╔══
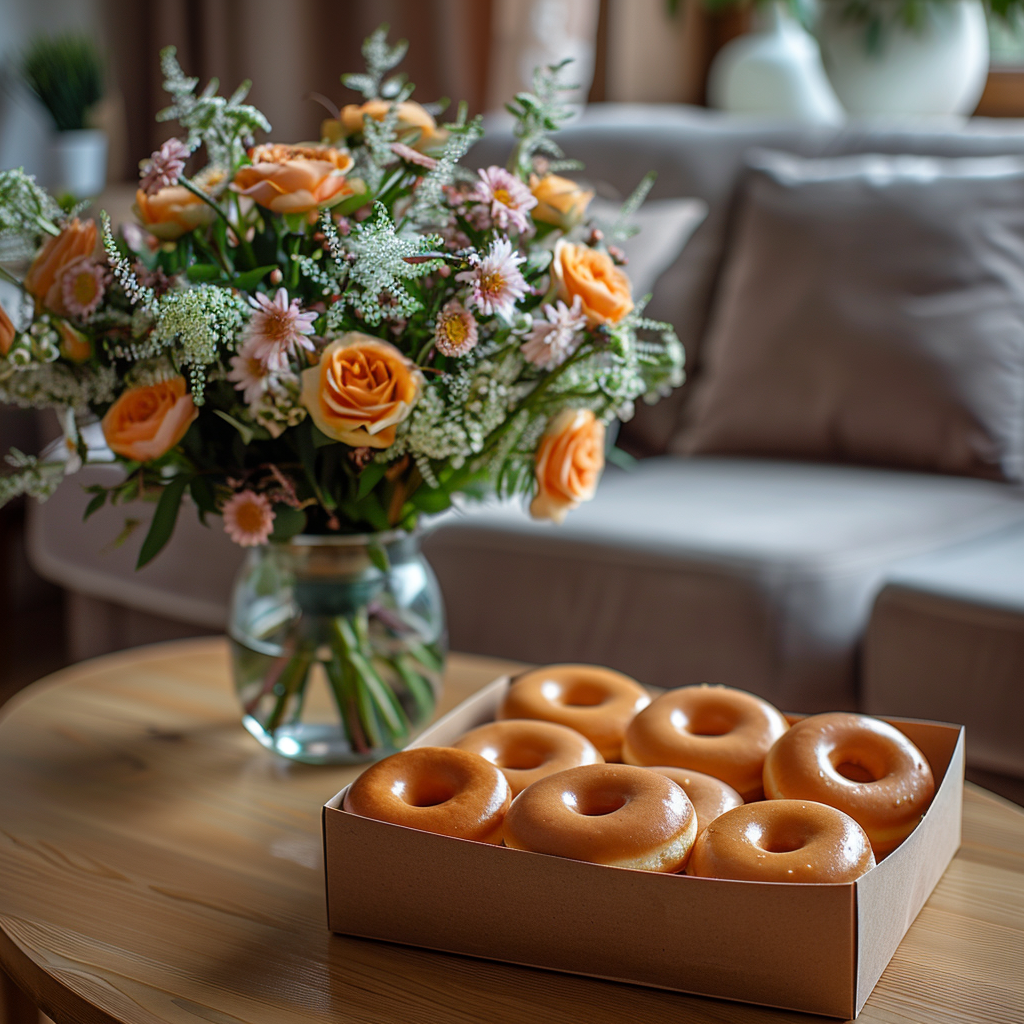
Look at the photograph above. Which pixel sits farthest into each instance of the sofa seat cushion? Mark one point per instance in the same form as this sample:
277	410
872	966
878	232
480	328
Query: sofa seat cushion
751	572
946	641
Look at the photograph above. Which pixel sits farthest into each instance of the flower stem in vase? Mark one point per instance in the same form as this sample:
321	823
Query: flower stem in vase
292	682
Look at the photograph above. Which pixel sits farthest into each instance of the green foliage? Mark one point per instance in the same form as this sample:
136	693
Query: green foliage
380	59
67	74
226	126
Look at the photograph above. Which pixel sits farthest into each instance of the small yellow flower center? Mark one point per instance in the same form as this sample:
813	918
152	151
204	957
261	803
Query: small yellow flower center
84	289
456	330
250	517
492	283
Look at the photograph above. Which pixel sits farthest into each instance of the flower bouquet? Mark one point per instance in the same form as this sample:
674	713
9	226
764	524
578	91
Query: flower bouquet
323	343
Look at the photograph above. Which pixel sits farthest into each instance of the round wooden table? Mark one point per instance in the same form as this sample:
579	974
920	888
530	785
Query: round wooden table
158	865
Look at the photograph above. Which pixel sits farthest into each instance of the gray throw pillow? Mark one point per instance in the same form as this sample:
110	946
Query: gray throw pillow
871	310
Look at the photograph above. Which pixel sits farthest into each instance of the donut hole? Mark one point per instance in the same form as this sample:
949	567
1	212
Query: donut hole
595	804
705	722
428	792
583	694
855	772
521	758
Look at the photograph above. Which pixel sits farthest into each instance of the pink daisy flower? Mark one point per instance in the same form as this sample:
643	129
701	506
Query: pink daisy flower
249	373
164	167
82	286
508	198
248	518
496	280
276	328
553	340
455	331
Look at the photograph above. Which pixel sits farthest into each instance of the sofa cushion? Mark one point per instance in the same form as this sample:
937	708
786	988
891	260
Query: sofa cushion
871	311
699	153
755	573
946	642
╚══
*GOAL*
Without the pictures, return the entries exactly as they appear.

*ANSWER TO THE EXERCISE*
Look at the photograph above. Which pixel sits farthest into each instance of the sofa seat cushion? Mark one point per instance in the same form as this sample:
277	410
872	966
878	232
480	328
Query: sofa seat cushion
751	572
946	641
Look at the photograph above. Which pixel sits farthest into each instance of the flower stem in vase? Mark one point per instance in the same form as this sample:
321	823
Query: flower stem in vase
292	682
Look at the photograph above. Which pixel sits farthest into each instance of the green foliage? Mark one point per instance in the same form as this sample:
136	693
Query: green foliage
380	59
67	74
226	126
Look at the photograph above. Which pixel sits farthest into each instance of the small yellow flower center? Mark one point per instance in the same form as this sample:
813	918
152	151
204	957
261	803
Query: small yellow flower center
84	289
456	330
250	517
492	283
Look at the photograph above. Which pixel sits farthest into each instance of the flower bouquet? Mark one point per instance in the same form as this sample:
674	713
9	226
764	524
578	91
Query: flower bouquet
323	343
Look at the photograph above. Which pixel sits farthest into each instance of the round wooden table? Mark one point per instance in the same form as this sample:
579	974
920	888
530	785
Query: round wooden table
158	865
Look at the photograph above. Which pixel sits farthest into each instance of the gray throw pillow? Mark one point per instance in the same form as this sample:
110	946
Query: gray throw pillow
871	310
Look at the photograph above. Which pixel sits farthest into each instance of the donut hole? Mark one point per instance in the same form as this sample:
949	567
1	212
Query: donut hole
595	804
705	722
428	792
583	694
855	772
521	758
Look at the photograph above. Which pixel sits farthest into each instance of the pink daisy flower? Mark one point per instance in the same form as this sample:
643	129
701	506
Query: pink daisy flower
249	373
164	167
82	286
508	198
248	518
496	280
276	328
553	340
455	331
Look at the photograph above. Which pixel sits farthest into each instance of the sofa cushion? Mark one point per instance in the same form as this sample:
937	708
786	988
891	260
Query: sofa cushion
871	311
699	153
755	573
946	642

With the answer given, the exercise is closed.